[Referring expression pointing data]
######

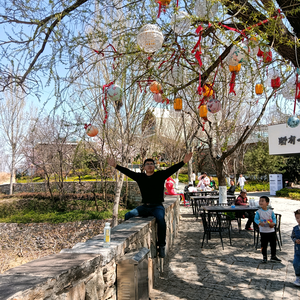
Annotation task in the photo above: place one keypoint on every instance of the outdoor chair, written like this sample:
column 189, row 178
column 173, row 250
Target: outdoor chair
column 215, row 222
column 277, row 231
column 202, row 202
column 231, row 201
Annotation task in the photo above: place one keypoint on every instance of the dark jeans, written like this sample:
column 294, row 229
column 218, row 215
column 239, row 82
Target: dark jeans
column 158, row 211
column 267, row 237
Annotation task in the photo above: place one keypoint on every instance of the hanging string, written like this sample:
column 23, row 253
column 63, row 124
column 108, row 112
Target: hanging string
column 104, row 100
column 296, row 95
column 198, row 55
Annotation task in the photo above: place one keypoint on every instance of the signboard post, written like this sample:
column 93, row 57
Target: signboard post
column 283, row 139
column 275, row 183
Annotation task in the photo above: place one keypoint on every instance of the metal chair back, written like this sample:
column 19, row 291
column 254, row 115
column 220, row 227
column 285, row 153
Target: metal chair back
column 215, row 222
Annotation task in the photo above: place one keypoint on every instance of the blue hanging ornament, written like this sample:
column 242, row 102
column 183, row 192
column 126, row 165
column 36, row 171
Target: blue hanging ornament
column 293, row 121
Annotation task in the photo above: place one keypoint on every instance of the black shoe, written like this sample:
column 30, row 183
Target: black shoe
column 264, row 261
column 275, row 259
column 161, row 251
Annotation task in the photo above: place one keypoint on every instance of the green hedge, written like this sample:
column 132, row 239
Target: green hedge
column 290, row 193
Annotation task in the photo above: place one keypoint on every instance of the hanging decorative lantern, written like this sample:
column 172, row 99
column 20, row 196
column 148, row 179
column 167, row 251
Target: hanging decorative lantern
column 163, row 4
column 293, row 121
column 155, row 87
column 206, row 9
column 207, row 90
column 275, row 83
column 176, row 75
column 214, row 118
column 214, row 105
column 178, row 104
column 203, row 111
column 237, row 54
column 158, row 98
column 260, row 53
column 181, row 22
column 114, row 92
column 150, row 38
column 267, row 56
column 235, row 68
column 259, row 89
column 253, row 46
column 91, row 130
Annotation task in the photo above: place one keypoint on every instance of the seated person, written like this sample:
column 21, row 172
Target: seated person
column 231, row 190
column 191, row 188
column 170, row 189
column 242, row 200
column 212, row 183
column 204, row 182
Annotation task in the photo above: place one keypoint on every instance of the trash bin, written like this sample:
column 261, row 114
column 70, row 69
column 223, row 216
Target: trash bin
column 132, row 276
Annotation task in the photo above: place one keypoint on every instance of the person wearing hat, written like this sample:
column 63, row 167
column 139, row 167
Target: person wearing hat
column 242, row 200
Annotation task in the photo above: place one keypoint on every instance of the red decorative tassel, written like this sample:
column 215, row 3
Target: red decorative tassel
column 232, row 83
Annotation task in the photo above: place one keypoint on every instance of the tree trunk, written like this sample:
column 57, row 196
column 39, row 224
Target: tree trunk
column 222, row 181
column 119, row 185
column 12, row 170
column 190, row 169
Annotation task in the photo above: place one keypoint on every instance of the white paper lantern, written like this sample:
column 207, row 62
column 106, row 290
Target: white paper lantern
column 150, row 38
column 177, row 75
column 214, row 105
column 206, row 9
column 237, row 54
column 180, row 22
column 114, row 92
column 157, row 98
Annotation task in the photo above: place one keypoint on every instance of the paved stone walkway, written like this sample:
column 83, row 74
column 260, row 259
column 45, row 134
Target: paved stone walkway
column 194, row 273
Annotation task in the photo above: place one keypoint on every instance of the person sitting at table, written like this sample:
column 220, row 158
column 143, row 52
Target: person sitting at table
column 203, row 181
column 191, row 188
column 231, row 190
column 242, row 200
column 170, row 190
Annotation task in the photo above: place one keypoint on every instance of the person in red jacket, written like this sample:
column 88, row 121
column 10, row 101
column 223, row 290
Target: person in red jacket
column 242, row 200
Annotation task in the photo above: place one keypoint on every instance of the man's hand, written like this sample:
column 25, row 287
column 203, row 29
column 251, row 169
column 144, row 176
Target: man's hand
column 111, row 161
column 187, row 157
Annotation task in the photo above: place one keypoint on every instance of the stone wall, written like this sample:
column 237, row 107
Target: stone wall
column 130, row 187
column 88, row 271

######

* [Work to be completed]:
Repeat the records in full, exactly as they appear, but with the pictures removed.

* [Answer section]:
Annotation task in the photo above: place one keypoint on every instance of the outdoor chair, written like this sample:
column 189, row 178
column 173, row 250
Target: outdoor chair
column 215, row 222
column 277, row 231
column 202, row 202
column 231, row 201
Annotation task in the photo above: place one keypoint on every instance of the dark jeans, written like this sample:
column 294, row 229
column 218, row 215
column 239, row 82
Target: dark jeans
column 158, row 211
column 267, row 237
Annotation task in the photo above: place one keypoint on every instance of the hanging string, written like this sample:
column 23, row 253
column 63, row 124
column 108, row 112
Target: hanging string
column 104, row 100
column 296, row 95
column 198, row 55
Annotation task in the photo above: place one keypoint on every instance of the signboard post, written like this sample:
column 93, row 57
Target: signboard post
column 283, row 139
column 275, row 183
Annotation task in the photo above: place one keypoint on every instance of the metal chair back, written like this sample:
column 19, row 291
column 254, row 115
column 220, row 227
column 285, row 153
Target: metal chair back
column 215, row 222
Annotation task in the photo above: place one keypoint on every instance of the blue hanging ornament, written like this sample:
column 242, row 102
column 183, row 192
column 126, row 165
column 36, row 171
Target: blue hanging ornament
column 293, row 121
Annotation task in the photo above: place one keypoint on every instance of the black shoe, written like this sample:
column 30, row 183
Target: black shoe
column 264, row 261
column 275, row 259
column 161, row 251
Annotation task in the photo above: place one keypoint on every instance of the green hedge, written like this sample:
column 132, row 239
Target: green hedge
column 290, row 193
Annotation task in the photo above: place one keypoint on every instance of the hanging decorative lantern, written like this sample:
column 172, row 99
column 20, row 196
column 148, row 179
column 167, row 251
Target: hanging decorative lantern
column 163, row 4
column 293, row 121
column 155, row 87
column 206, row 9
column 207, row 90
column 275, row 83
column 176, row 75
column 214, row 118
column 214, row 105
column 178, row 104
column 203, row 111
column 237, row 54
column 158, row 98
column 260, row 53
column 181, row 22
column 114, row 92
column 150, row 38
column 267, row 56
column 235, row 68
column 259, row 89
column 253, row 46
column 91, row 130
Annotation task in the photo above: place one keypoint on every instance of the seated person, written like this sample:
column 21, row 172
Target: seated person
column 231, row 190
column 191, row 188
column 170, row 189
column 242, row 200
column 212, row 183
column 204, row 182
Annotation task in the photo above: place one keypoint on every instance of the trash bin, written like this sample:
column 261, row 114
column 70, row 69
column 223, row 216
Target: trash bin
column 132, row 276
Annotation task in the photo above: place one keypoint on every instance of the person wearing hat, written like this sample:
column 63, row 167
column 139, row 167
Target: person wearing hat
column 242, row 200
Annotation task in the photo above: place one keypoint on every instance of the red decorative tassel, written like this sample:
column 215, row 3
Target: red decorative tassel
column 232, row 83
Annotation task in the photo above: place one keypoint on every instance of the tree trunk, written like this sample:
column 57, row 196
column 39, row 224
Target: tree trunk
column 222, row 181
column 119, row 185
column 12, row 170
column 190, row 169
Annotation task in the photo above: place one keypoint on every instance of the white paper lantern, written like this sample:
column 207, row 62
column 106, row 290
Target: white paper lantern
column 150, row 38
column 177, row 75
column 214, row 105
column 206, row 9
column 237, row 54
column 180, row 22
column 114, row 92
column 157, row 98
Annotation task in the photo above: place one keypoint on every instance of the paved stone walkway, written like this sample:
column 83, row 74
column 260, row 259
column 45, row 134
Target: paved stone walkway
column 194, row 273
Annotation task in the photo above: place one keypoint on every instance of the person sitting at table, written like this sample:
column 220, row 158
column 143, row 52
Target: person sitting at table
column 203, row 181
column 191, row 188
column 231, row 190
column 242, row 200
column 170, row 190
Annotation task in the photo above: place one keypoint on every instance of the person in red jacket, written like this sample:
column 88, row 121
column 10, row 101
column 223, row 290
Target: person in red jacket
column 242, row 200
Annotation task in the photo above: place one keypoint on every instance of the man's hand, written like this sample:
column 25, row 287
column 203, row 29
column 251, row 169
column 144, row 176
Target: man's hand
column 111, row 161
column 187, row 157
Annotation task in the photo above: place one keypoint on every instance of the stone wall, written like this sample:
column 237, row 107
Target: stone wall
column 130, row 187
column 88, row 271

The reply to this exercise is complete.